BRIEF:
Rewrite the listing from the line holding "Task: each instance of the concrete" through the line holding "[[656, 434]]", inclusive, changing "front wheel" to "front tire" and leaving everything else as it is.
--- begin EXERCISE MATERIAL ---
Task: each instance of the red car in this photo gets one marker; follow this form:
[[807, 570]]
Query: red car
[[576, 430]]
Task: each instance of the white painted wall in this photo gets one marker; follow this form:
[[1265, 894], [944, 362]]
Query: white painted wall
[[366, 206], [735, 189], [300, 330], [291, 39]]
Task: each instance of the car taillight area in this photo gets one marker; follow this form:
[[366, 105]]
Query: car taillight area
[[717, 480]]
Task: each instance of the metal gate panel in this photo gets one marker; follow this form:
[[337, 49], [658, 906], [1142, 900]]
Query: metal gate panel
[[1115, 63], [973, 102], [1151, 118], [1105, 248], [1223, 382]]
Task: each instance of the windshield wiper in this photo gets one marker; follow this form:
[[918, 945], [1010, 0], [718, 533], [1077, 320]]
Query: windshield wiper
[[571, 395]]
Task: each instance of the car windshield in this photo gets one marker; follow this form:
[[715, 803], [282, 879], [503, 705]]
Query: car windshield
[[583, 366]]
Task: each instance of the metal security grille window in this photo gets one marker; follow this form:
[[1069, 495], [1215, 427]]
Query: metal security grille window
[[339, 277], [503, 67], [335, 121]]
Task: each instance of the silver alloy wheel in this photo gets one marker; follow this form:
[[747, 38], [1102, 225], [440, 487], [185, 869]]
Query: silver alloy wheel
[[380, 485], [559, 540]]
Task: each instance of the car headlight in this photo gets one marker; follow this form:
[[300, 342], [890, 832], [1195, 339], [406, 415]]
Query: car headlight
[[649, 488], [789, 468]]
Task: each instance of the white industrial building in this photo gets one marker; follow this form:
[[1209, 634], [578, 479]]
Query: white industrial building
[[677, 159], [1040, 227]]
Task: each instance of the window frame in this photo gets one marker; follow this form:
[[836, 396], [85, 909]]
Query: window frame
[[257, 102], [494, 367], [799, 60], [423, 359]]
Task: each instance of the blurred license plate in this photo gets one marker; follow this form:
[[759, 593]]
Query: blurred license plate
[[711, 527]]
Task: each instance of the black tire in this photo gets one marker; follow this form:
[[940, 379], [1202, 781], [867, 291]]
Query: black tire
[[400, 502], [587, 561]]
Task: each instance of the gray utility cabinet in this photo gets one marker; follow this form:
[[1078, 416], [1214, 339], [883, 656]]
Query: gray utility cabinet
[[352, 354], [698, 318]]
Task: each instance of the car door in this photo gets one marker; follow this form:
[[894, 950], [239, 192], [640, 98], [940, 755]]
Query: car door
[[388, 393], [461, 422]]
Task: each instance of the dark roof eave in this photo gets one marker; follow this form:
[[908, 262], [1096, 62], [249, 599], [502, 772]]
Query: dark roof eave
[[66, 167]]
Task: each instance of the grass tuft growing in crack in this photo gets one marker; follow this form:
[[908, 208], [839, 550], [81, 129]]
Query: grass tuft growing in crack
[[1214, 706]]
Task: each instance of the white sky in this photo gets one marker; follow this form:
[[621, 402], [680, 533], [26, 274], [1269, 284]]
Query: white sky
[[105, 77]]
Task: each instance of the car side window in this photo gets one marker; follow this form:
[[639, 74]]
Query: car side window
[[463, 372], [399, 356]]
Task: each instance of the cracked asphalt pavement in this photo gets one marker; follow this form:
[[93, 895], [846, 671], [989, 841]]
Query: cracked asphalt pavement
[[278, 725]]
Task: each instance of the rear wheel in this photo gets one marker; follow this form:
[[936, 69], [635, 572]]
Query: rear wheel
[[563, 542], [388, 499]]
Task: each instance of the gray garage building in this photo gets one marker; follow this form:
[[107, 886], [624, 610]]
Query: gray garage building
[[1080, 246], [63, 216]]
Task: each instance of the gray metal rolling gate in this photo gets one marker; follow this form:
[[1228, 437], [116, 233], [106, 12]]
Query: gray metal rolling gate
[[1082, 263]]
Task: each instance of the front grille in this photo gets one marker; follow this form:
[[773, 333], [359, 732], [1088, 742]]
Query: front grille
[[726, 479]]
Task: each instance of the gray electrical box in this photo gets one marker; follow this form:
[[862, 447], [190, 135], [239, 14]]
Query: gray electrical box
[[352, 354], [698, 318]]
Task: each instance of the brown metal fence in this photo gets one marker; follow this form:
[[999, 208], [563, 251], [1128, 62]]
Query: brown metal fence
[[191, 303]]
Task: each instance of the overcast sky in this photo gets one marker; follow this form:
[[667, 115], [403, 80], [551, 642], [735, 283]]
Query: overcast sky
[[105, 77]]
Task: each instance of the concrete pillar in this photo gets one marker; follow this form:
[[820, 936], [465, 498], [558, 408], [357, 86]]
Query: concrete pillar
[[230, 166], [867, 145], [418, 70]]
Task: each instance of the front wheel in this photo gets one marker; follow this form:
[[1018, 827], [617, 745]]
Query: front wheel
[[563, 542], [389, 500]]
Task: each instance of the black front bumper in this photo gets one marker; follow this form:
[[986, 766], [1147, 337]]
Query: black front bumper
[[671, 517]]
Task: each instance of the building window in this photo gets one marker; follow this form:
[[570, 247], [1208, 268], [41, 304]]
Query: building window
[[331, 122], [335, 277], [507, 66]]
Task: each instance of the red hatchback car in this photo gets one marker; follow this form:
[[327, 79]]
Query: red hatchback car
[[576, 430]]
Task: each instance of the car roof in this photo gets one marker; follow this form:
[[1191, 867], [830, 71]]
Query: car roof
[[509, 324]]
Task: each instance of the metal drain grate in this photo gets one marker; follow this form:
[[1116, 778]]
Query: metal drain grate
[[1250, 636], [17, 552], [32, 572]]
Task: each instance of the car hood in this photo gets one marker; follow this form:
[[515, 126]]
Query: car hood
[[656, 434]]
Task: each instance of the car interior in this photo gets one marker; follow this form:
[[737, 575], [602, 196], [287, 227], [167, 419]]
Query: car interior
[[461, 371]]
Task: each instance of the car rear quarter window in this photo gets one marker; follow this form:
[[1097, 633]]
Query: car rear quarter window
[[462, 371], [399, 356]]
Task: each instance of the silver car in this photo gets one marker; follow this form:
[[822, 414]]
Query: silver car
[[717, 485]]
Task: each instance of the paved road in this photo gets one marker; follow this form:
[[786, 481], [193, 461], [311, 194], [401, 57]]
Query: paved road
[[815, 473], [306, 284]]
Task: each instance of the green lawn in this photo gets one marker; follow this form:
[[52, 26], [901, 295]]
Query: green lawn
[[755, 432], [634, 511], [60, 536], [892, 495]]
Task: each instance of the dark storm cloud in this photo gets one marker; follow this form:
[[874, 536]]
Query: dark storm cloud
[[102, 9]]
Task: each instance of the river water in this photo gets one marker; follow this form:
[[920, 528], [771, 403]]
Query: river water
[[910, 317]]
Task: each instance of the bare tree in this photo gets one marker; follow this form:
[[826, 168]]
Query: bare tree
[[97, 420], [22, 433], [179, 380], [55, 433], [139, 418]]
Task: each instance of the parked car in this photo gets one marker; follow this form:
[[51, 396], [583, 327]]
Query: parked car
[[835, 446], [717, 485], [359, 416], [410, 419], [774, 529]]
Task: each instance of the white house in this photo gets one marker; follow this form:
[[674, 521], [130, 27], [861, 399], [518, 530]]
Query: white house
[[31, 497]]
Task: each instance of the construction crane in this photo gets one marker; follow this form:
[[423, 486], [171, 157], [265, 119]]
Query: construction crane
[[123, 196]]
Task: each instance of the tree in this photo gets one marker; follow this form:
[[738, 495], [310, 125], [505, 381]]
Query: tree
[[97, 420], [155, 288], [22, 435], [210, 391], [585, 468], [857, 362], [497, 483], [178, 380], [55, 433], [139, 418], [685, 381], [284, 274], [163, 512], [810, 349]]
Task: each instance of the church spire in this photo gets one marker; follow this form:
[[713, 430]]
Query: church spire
--- end EXERCISE MATERIAL ---
THE RESULT:
Task: each instance of the concrete pillar in this photo gets one marker; follow this form:
[[820, 936], [465, 498], [558, 408], [357, 86]]
Query: concrete pillar
[[230, 166], [867, 145], [418, 70]]
Task: each instance of the front tire in this photo gets one marker; follow this form:
[[1018, 827], [617, 745]]
Query: front tire
[[563, 542], [389, 500]]
Task: each instance of the black front bumper in this photo gets one marker; follow this form:
[[986, 766], [1147, 337]]
Query: black front bumper
[[671, 517]]
Task: each instance of the building window in this photo gets one marker; follow this form:
[[570, 247], [1208, 268], [41, 304]]
Query: building window
[[331, 122], [335, 277], [507, 66]]
Task: each instance of the red hatchback car in this photo gets one marker; follow this form:
[[327, 79]]
Query: red hatchback car
[[576, 430]]
Task: each instance of the car roof in this photo gets one marker; follow this form:
[[1191, 867], [830, 71]]
Query: car roof
[[509, 324]]
Task: each instance of the metal drain grate in this photo gets one marker; follow this form:
[[1116, 778]]
Query: metal drain grate
[[1250, 636], [17, 552], [32, 572]]
Task: each instance of the car hood in this photo gets one marker; follow this form:
[[515, 126]]
Query: car hood
[[656, 434]]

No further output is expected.